##### DATA SECTION #####

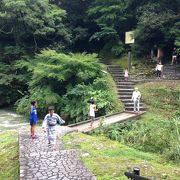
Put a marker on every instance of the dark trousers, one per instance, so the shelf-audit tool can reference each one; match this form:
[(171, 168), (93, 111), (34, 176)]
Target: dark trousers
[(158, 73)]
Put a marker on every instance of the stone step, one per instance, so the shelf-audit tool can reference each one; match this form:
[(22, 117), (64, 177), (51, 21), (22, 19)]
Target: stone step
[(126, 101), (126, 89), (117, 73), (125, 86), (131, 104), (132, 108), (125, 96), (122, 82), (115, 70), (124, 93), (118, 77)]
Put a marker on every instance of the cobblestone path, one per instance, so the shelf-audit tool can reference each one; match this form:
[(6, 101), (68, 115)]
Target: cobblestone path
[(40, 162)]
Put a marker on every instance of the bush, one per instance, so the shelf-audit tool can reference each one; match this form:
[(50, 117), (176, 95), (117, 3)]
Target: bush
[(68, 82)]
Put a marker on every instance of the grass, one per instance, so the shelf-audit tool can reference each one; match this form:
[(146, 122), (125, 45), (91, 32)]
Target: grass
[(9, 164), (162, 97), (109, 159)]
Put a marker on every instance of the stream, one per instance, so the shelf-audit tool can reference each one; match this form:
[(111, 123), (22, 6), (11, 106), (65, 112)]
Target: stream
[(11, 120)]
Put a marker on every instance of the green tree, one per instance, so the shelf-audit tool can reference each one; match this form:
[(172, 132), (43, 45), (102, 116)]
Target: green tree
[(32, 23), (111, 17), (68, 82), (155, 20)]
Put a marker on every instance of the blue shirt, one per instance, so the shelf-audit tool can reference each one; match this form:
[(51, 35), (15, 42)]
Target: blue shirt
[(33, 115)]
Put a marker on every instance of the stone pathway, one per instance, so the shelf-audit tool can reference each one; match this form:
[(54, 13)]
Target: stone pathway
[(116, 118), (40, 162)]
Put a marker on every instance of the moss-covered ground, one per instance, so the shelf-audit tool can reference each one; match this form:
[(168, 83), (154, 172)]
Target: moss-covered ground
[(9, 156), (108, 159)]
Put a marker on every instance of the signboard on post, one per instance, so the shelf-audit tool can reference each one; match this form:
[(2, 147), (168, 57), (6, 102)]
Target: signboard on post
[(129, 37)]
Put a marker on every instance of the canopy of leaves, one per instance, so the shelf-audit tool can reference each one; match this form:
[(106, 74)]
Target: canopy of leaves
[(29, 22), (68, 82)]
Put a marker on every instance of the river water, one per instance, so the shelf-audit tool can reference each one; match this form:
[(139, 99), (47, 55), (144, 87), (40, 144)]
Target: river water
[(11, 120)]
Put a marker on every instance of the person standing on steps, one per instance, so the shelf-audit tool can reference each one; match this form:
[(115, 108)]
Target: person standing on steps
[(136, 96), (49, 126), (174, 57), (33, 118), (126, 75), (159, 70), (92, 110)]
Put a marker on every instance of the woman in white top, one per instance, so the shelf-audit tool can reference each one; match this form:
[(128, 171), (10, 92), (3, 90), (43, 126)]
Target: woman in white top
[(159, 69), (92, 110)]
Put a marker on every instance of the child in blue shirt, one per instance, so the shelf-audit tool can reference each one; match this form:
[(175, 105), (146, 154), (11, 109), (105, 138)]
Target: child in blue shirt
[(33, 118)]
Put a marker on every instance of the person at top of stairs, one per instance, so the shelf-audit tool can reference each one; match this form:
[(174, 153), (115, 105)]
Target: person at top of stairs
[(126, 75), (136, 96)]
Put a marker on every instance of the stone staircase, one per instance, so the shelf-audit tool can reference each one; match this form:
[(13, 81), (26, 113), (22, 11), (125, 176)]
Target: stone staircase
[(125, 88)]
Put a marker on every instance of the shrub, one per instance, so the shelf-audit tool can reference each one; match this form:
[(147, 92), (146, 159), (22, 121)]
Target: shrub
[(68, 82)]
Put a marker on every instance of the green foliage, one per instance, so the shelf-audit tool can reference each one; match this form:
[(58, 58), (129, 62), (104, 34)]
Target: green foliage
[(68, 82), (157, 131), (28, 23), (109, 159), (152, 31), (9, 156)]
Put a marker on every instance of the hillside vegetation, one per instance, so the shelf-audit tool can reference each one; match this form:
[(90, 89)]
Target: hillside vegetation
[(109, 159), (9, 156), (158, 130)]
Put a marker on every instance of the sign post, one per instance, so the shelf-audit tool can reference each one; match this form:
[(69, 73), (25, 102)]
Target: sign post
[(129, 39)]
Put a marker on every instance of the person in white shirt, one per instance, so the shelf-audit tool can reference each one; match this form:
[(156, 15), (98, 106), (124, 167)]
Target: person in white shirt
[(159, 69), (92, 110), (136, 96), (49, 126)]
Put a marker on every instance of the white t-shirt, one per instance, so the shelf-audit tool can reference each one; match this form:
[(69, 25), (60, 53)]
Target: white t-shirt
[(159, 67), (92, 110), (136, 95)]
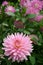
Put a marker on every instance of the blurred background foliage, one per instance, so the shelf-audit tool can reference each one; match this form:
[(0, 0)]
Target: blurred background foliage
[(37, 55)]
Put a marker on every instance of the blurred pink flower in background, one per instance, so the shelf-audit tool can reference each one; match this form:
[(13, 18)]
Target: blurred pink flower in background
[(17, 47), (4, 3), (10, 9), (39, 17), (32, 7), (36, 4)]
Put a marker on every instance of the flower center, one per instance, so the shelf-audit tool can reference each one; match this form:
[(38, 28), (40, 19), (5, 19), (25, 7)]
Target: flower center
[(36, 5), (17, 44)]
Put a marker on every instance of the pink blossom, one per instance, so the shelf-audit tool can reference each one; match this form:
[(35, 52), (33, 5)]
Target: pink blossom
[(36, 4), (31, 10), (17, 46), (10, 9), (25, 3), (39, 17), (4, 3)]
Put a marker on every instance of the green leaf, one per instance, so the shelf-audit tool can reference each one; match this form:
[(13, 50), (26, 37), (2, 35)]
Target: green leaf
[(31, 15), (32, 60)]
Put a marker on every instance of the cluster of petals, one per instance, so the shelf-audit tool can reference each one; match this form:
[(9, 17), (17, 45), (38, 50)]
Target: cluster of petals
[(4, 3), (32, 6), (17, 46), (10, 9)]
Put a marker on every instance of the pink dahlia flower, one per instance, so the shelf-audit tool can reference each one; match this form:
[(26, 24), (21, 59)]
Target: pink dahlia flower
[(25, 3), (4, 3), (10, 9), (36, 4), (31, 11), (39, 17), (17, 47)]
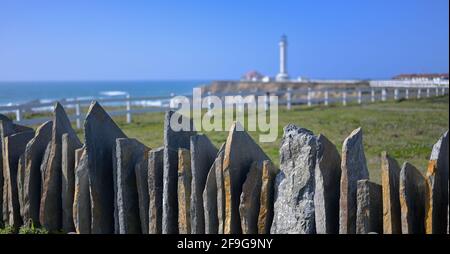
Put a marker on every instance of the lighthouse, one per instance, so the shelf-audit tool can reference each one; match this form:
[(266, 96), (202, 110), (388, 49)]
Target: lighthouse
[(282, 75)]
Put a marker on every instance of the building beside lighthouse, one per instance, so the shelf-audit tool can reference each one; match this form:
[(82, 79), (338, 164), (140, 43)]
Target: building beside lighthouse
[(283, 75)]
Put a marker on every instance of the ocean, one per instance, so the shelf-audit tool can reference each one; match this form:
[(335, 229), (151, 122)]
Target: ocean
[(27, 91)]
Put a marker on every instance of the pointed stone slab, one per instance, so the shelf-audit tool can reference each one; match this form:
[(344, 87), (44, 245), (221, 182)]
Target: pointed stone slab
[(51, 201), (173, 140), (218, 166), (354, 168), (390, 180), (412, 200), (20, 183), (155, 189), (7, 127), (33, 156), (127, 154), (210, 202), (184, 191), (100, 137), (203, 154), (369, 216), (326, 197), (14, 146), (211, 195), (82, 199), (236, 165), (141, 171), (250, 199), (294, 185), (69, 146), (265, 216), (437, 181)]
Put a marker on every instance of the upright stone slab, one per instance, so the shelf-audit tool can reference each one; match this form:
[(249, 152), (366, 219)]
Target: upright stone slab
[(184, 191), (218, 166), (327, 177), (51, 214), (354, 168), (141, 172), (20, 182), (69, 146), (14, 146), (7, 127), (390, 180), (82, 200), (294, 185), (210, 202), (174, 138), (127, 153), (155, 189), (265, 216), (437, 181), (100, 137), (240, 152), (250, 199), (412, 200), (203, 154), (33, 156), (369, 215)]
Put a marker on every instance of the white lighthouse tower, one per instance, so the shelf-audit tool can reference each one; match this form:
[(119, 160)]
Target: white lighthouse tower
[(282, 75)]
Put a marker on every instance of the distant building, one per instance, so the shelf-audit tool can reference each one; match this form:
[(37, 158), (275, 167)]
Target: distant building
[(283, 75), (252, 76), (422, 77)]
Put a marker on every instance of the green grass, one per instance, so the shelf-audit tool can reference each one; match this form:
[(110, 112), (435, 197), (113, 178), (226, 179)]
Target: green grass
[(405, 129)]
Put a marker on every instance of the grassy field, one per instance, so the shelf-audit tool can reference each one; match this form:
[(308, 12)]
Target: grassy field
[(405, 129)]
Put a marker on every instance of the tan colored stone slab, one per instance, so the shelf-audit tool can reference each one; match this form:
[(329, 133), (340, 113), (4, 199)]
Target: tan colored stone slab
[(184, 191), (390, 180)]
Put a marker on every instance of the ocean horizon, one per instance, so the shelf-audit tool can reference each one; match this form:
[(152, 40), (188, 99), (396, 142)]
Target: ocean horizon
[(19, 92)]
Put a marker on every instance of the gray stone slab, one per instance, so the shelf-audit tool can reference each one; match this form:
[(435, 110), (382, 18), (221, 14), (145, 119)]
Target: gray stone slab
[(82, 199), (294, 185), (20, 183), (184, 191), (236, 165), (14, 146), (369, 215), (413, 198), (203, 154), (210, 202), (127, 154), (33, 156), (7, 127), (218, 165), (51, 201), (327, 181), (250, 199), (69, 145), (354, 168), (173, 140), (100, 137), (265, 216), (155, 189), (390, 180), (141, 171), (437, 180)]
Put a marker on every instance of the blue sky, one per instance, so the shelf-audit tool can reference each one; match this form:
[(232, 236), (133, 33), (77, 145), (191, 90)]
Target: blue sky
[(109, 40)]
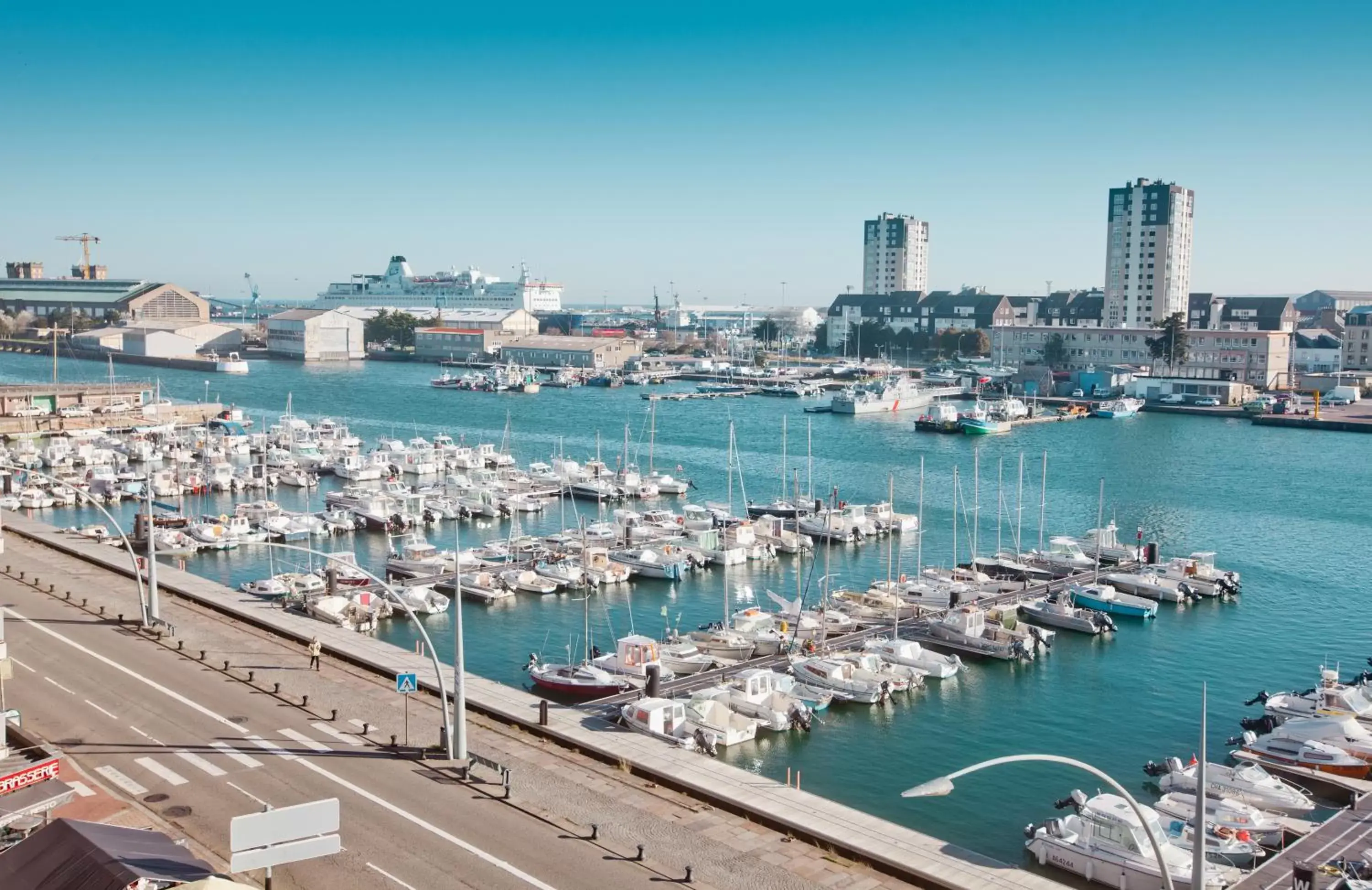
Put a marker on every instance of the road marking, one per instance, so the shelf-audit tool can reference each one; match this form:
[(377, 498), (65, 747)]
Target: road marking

#####

• TASK PROMPT: From the records above, retype only the lines starting at the line that contains "[(266, 96), (202, 110), (388, 49)]" and ending at the line that contains "Put a marker on every instance of the pointed", both included.

• SOLUTION TO THIS EXERCISE:
[(266, 96), (202, 110), (388, 49)]
Target: lighthouse
[(282, 75)]
Put a marker on every instance of the building beside lighthouse, one per instance, so the shelf-audit tool can reference each one; match this form:
[(82, 79), (338, 164), (140, 43)]
Target: building beside lighthouse
[(283, 75)]
Put a marker on every instance of the ocean, one per instance, so the shelf-audit tool can reference each one; match this form:
[(335, 229), (151, 122)]
Target: ocean
[(27, 91)]
Put a marker on every instance of the pointed stone slab, one per instance, so the shelf-audit tool can reference each one; match this form:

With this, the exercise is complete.